Output the stretch of data from the line containing "subject: bird's breast" through the end of the data as a numbered list, leaving out blank lines.

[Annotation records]
▶

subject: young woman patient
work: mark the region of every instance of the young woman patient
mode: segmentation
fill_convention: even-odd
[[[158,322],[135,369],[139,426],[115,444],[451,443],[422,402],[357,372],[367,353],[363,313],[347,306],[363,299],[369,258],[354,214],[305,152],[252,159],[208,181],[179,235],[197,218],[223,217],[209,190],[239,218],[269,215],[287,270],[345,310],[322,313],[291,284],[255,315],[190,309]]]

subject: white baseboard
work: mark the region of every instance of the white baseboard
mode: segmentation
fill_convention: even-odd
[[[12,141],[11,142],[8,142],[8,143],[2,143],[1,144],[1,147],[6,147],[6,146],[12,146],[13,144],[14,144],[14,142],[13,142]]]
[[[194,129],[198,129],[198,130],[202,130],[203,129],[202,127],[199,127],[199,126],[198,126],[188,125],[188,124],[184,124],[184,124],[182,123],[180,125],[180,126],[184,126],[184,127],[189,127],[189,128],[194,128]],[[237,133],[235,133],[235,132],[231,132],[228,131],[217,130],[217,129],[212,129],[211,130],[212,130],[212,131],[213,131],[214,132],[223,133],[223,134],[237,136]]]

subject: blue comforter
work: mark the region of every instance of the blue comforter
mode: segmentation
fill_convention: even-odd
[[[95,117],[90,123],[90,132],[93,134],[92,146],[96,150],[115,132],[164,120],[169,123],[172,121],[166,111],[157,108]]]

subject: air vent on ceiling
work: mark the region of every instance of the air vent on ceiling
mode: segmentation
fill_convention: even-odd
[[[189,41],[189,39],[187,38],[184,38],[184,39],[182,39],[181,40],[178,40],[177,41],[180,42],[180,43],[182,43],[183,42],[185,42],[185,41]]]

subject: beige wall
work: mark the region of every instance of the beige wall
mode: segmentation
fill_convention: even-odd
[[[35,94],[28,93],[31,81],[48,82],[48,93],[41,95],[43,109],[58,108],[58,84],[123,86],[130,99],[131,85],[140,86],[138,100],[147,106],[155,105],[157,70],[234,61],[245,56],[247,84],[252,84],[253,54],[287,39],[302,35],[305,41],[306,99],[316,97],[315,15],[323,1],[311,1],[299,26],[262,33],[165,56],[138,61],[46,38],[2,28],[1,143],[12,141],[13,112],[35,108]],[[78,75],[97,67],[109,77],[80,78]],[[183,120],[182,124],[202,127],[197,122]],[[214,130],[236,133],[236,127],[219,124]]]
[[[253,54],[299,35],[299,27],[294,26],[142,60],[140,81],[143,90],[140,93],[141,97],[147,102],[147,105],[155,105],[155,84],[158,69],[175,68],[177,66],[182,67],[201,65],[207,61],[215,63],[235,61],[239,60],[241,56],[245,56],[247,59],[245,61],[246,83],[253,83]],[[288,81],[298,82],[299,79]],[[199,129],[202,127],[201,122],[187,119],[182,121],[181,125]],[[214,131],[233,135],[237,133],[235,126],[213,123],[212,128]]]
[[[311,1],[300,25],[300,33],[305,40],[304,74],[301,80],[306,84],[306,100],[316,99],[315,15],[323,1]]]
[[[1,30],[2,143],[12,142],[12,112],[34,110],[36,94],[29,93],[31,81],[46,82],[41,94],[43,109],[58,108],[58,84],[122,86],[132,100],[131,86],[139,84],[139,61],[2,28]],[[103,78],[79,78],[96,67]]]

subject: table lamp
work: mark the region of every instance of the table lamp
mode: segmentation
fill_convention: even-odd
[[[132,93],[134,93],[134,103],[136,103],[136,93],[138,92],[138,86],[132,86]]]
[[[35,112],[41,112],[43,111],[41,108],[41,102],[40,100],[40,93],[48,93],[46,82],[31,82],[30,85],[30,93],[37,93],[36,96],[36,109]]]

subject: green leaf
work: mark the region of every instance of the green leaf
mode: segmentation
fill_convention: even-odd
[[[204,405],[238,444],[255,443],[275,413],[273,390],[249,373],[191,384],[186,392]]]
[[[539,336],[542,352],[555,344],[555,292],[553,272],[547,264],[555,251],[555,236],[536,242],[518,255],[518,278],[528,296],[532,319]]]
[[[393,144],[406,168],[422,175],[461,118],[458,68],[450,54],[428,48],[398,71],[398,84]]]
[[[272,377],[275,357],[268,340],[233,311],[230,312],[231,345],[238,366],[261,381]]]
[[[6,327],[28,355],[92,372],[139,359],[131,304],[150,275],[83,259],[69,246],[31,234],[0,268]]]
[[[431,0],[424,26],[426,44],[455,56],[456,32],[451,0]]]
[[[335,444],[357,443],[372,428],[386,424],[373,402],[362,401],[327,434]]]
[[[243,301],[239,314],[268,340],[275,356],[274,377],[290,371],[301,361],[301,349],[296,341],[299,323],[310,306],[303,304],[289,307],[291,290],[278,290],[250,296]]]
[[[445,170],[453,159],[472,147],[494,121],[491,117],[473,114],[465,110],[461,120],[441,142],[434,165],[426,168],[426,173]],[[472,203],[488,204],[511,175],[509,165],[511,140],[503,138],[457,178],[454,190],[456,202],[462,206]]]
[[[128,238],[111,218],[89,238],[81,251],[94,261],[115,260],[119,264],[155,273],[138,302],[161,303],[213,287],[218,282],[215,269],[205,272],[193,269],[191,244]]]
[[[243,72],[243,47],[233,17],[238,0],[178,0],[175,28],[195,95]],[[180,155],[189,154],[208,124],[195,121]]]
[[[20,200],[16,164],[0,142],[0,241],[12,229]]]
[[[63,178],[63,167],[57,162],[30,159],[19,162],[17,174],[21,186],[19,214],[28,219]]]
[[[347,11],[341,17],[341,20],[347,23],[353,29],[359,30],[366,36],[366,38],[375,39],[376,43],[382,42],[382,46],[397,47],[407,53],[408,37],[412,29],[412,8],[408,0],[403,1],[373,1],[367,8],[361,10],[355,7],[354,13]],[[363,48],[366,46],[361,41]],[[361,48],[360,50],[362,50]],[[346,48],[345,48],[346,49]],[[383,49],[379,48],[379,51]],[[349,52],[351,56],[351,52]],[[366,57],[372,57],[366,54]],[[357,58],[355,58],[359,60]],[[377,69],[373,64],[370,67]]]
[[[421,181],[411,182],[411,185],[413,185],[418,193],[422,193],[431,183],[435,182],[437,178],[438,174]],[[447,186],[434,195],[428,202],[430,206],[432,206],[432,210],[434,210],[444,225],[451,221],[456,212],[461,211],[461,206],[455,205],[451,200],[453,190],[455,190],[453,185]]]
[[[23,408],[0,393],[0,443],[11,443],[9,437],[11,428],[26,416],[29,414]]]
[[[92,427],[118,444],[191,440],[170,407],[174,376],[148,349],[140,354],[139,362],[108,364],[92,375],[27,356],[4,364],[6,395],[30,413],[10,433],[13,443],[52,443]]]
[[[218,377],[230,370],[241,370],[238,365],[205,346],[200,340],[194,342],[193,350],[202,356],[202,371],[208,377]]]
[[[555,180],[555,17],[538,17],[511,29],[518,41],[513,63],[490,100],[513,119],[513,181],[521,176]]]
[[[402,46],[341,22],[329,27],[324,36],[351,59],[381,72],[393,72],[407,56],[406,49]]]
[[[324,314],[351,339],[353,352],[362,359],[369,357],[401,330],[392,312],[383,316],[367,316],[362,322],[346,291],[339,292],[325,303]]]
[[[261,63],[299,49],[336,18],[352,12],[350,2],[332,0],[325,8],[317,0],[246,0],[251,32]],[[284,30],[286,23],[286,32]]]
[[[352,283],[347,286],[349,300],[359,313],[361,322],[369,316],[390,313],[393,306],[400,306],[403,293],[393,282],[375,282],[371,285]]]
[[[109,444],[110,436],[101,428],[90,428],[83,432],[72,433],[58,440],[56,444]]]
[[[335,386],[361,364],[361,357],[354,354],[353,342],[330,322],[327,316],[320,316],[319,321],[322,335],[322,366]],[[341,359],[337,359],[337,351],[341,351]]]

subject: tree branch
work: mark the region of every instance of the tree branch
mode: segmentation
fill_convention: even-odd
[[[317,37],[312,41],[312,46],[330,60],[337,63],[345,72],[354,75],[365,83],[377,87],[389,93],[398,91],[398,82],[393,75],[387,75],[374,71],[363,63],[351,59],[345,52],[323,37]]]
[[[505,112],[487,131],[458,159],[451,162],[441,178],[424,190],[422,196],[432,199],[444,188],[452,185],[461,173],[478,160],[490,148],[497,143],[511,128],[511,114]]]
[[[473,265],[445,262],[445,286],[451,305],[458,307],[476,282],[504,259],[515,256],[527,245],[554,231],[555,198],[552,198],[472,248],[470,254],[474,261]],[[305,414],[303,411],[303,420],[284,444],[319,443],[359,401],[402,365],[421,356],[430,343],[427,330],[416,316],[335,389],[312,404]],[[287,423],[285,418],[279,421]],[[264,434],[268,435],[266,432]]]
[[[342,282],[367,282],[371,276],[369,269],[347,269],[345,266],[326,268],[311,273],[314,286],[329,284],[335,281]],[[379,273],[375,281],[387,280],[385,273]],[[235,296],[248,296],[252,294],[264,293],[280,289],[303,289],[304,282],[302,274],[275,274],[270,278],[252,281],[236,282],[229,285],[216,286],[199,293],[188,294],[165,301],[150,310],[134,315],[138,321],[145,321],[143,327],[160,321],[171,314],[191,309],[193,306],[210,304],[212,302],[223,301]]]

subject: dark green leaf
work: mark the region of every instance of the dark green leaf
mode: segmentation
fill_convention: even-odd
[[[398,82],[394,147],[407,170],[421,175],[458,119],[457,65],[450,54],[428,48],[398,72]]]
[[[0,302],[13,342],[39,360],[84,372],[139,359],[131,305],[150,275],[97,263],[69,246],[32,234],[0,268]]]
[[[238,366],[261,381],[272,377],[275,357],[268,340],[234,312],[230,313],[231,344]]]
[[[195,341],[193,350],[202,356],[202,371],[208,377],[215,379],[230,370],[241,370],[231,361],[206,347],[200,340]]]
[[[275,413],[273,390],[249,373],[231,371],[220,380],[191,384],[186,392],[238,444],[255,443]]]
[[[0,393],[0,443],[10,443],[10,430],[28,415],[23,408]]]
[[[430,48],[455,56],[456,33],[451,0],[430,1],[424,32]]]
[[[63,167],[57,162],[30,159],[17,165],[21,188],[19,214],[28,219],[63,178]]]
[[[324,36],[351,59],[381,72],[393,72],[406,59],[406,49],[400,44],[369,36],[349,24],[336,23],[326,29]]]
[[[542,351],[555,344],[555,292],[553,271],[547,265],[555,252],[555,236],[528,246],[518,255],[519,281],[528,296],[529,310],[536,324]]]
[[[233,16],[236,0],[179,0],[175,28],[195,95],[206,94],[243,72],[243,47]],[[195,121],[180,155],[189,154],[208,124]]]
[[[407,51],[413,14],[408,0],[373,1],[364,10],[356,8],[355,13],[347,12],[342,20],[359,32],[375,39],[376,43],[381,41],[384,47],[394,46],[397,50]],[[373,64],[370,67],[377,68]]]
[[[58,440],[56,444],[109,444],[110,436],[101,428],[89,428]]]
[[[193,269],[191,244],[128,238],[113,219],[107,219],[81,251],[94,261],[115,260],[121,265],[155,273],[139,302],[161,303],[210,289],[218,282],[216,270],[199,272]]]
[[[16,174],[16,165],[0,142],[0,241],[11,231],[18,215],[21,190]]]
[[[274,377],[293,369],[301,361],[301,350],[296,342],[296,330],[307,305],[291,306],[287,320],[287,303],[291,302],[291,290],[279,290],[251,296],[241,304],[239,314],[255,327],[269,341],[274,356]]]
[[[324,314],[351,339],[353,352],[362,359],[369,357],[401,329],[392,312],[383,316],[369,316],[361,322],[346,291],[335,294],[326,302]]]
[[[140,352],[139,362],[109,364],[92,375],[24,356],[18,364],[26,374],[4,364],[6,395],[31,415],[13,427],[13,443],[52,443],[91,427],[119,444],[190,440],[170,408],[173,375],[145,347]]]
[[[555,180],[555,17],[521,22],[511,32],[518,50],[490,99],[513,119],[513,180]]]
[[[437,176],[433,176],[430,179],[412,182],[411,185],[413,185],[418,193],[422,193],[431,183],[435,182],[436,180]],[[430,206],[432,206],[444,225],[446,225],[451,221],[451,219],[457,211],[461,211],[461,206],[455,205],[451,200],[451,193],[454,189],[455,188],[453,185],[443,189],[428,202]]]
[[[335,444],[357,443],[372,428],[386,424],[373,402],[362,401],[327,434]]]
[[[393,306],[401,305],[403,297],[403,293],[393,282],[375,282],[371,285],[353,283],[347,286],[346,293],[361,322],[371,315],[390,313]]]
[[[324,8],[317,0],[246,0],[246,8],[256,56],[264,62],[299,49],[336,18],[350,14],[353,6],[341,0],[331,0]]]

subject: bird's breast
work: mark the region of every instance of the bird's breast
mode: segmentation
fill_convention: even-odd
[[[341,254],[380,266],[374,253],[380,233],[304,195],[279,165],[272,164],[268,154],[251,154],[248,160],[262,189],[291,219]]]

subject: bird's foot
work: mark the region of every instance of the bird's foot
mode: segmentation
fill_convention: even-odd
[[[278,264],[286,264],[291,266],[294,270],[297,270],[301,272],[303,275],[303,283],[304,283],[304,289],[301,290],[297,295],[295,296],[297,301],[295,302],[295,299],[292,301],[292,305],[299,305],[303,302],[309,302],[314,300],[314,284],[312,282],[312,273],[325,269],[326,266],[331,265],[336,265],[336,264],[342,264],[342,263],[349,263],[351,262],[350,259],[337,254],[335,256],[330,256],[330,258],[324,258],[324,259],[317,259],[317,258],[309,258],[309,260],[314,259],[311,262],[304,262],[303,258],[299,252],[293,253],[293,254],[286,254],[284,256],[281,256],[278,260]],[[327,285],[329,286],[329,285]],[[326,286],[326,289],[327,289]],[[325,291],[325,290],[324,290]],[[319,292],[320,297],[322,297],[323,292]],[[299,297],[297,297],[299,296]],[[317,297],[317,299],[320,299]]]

◀

● RESPONSE BELOW:
1. subject: bird's breast
2. work: mark the region of every instance of the bird's breast
3. mode: segmentation
4. fill_convention: even-odd
5. [[[341,254],[380,266],[374,253],[380,233],[304,195],[279,165],[272,164],[268,154],[251,154],[248,160],[262,189],[291,219]]]
6. subject: bird's foot
7. work: mark the region of every instance of the bird's foot
8. mode: segmentation
9. fill_convention: even-odd
10. [[[278,264],[286,264],[291,266],[294,270],[297,270],[301,272],[303,275],[303,283],[304,283],[304,289],[301,290],[297,295],[295,296],[297,301],[295,302],[295,299],[292,301],[292,305],[299,305],[303,302],[309,302],[314,300],[314,284],[312,282],[312,273],[325,269],[326,266],[331,265],[336,265],[336,264],[342,264],[342,263],[349,263],[351,262],[350,259],[337,254],[335,256],[330,256],[330,258],[324,258],[324,259],[317,259],[317,258],[309,258],[309,260],[314,259],[311,262],[304,262],[303,258],[299,252],[293,253],[293,254],[286,254],[284,256],[281,256],[278,260]],[[327,285],[329,286],[329,285]],[[326,286],[326,289],[327,289]],[[325,291],[325,290],[324,290]],[[319,292],[320,297],[322,297],[323,292]],[[299,297],[297,297],[299,296]],[[317,297],[317,299],[320,299]]]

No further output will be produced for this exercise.